(INPUT):
┌──

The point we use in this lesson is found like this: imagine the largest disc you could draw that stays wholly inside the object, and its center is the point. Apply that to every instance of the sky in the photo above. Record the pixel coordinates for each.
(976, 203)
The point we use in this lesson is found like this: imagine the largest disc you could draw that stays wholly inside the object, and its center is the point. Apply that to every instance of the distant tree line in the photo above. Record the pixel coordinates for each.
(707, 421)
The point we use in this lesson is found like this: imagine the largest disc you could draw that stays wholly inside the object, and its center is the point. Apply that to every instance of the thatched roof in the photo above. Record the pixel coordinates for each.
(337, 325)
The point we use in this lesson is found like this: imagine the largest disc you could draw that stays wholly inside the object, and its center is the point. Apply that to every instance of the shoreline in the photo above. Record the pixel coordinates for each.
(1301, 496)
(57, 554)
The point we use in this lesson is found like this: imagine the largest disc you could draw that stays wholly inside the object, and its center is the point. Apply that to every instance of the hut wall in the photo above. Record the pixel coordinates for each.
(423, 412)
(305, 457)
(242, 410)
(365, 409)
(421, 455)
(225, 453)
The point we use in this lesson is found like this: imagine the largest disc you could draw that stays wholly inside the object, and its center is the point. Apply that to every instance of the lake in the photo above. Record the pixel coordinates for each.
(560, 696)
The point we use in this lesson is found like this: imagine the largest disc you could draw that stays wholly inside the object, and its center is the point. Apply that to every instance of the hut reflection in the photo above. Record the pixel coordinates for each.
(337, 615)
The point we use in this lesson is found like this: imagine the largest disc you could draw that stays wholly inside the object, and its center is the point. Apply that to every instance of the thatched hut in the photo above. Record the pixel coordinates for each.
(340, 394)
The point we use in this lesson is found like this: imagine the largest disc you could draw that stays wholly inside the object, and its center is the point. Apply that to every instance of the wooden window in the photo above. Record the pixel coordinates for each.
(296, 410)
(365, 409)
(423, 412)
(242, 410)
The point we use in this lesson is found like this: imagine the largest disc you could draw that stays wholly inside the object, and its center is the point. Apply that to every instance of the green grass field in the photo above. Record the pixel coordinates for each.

└──

(WHAT TO WORK ON): Switch every "lesson" in the records above to "exercise", then write the lines out again with nothing else changed.

(ANSWER TO THE TASK):
The point we use in this exercise is found like this: imagine the largest disc you could draw that stays wholly inside the object, and its center is the point. Apply that to every instance of the sky in the photo above. Record the pixel coordinates for each.
(976, 203)
The point we use in this exercise is found like this: imagine the largest disc you could draw that stays wholly inside the object, and its center is the point. Apply that to every instance of the distant tree line in the photo above. Record the pixel coordinates for each.
(707, 421)
The point we use in this exercise is found like this: imagine the largest disc you could draw that stays wholly inside the object, and its center is the point. Apply that to every instance of the thatched roof in the photo above. Record the pixel coordinates for each.
(337, 325)
The point we use in this exercise is found like this: imagine the largest disc you could draw that stays wholly inside the object, and its center is the point. Apply that to every instance of the shoreline in the photo above. Record the pixel coordinates for each.
(1301, 496)
(57, 554)
The point we use in this exercise is found like this: imagine the largest disc you could draw that stays wholly inside the object, and its center is the point. Apply that to every instance of the hut wall in the photo above. Record the pixel coordinates for each.
(423, 412)
(305, 457)
(242, 410)
(365, 409)
(421, 455)
(225, 453)
The point we use in this exercise is found like this: imagine the largest disc you could draw that stays wholly inside the object, and its center is the point. Apply that to every instance of the lake in the photo above. Record the pixel coordinates for each.
(560, 696)
The point we use in this exercise is found like this: imagine the largest disc you could draw that stays wholly inside the object, and its center is the point. Apply that to every instance of the hut reflection in the photo above. Record the pixel coordinates for each.
(337, 615)
The point we use in this exercise is found like this: imagine the largest disc you could draw that stays wholly inside the object, and its center is the point. Apply that to every instance of the thatched hut in the photo above. Record the pixel coordinates for each.
(340, 394)
The point we use in this exercise is found like this: imagine the largest disc you could draw that stays wholly inside the object, and its center is the point. Apply that to every instance of the wooden window in the photo above. Record the pixel coordinates for each.
(296, 410)
(365, 409)
(423, 412)
(242, 410)
The point we use in this exercise is found like this: imagine the largest disc you could draw that stays wholly inside the object, and its center is the point. Apply that to every instance of the green grass field in the photo above. Record the pixel coordinates for each.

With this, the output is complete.